■ Data ■
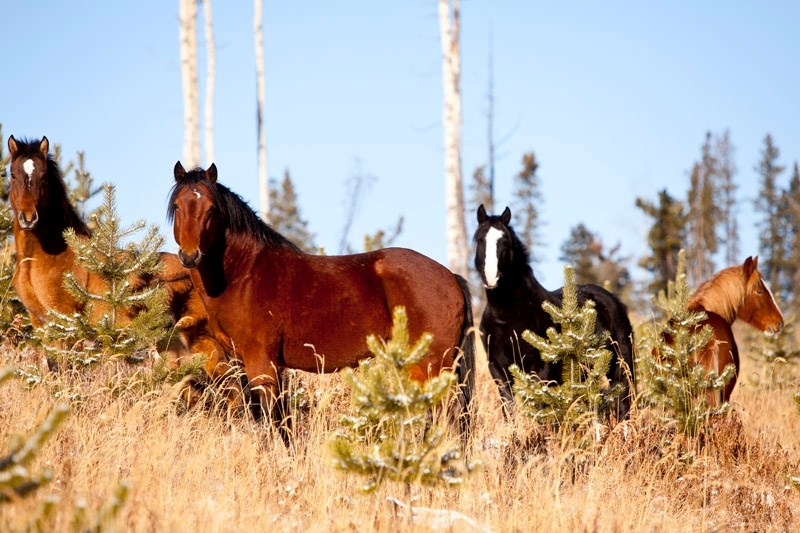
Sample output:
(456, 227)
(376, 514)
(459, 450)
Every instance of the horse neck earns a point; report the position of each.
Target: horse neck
(517, 285)
(42, 241)
(722, 295)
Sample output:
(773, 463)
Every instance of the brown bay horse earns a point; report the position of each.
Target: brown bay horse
(42, 212)
(737, 292)
(277, 307)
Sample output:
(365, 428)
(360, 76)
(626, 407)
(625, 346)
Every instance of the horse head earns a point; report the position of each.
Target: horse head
(494, 246)
(759, 308)
(28, 186)
(195, 213)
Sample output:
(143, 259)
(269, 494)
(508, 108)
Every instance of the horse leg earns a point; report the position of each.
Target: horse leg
(498, 368)
(265, 386)
(224, 374)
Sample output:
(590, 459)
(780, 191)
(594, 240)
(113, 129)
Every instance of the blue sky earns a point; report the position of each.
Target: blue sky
(614, 99)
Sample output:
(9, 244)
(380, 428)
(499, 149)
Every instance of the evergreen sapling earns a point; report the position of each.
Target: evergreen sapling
(130, 314)
(397, 431)
(584, 393)
(676, 385)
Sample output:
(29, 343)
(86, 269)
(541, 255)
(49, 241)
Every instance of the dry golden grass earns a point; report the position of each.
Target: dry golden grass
(198, 471)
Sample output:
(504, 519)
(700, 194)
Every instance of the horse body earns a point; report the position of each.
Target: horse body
(737, 292)
(278, 307)
(514, 304)
(42, 212)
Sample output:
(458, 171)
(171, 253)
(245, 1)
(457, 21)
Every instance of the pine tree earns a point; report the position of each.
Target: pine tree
(13, 319)
(527, 197)
(665, 238)
(676, 385)
(771, 233)
(390, 436)
(726, 190)
(127, 315)
(584, 394)
(285, 216)
(703, 215)
(790, 222)
(592, 263)
(580, 252)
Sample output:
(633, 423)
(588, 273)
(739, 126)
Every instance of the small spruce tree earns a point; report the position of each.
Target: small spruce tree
(390, 436)
(128, 315)
(584, 394)
(676, 385)
(11, 309)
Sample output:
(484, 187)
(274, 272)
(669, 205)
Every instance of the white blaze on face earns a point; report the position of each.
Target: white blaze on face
(490, 272)
(773, 298)
(29, 166)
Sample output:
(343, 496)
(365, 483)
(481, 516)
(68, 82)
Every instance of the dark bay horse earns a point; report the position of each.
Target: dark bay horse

■ What you have to do ■
Restate the data above word for word. Skip every picture.

■ Full output ■
Sample output:
(456, 227)
(376, 514)
(459, 450)
Every instance of the horse neck earns a point; report the position of each.
Target: horse neck
(517, 285)
(42, 241)
(722, 295)
Sample output:
(773, 463)
Every instance of the brown bay horse earns a point; report the position of each.
Target: brown bay horse
(42, 212)
(737, 292)
(277, 307)
Sample output:
(365, 428)
(360, 76)
(626, 407)
(625, 346)
Every instance of the horse head earns a point; report the position of each.
Target: horse head
(494, 246)
(759, 308)
(28, 186)
(195, 213)
Sample output:
(143, 259)
(269, 494)
(508, 108)
Every instance of the horse leg earns a point; report the position of each.
Target: horse leg
(498, 368)
(265, 386)
(224, 374)
Sample output:
(590, 459)
(780, 191)
(594, 240)
(113, 129)
Every instance of the blue sky earns a point; report the position of each.
Target: blue sky
(614, 99)
Sample output:
(9, 244)
(380, 428)
(499, 149)
Every instance of the evergreen sapling earns a point; report the position of each.
Target: evergreen sapling
(130, 314)
(397, 431)
(584, 393)
(676, 385)
Sample output:
(29, 343)
(86, 269)
(541, 255)
(49, 241)
Every instance of the dry golden grass earns a point; report the position of each.
Target: dry golden grass
(198, 471)
Sample output:
(504, 519)
(700, 194)
Every instance of the horse body earns a point; report the position of each.
Target: horse body
(737, 292)
(278, 307)
(514, 304)
(42, 212)
Sample output:
(458, 171)
(171, 253)
(245, 1)
(457, 21)
Every instance of the pine tree earns a point; report the position of each.
Target: pine tree
(13, 319)
(527, 197)
(665, 238)
(676, 385)
(771, 233)
(390, 436)
(726, 190)
(127, 315)
(584, 394)
(285, 216)
(703, 215)
(790, 222)
(592, 263)
(580, 252)
Sample output:
(633, 423)
(588, 273)
(739, 126)
Every instance of the small spruce tree earns a point; report the position of each.
Target: small spruce tree
(390, 436)
(128, 315)
(584, 394)
(676, 385)
(11, 309)
Sample output:
(484, 187)
(274, 272)
(669, 205)
Every instance of the white blaze on face earns a point; report the position of each.
Target: white blaze on face
(490, 272)
(773, 298)
(29, 166)
Sample output:
(343, 496)
(365, 483)
(481, 516)
(68, 82)
Every instance of the dark bay horse earns a point; report the position of each.
Target: dark bay horse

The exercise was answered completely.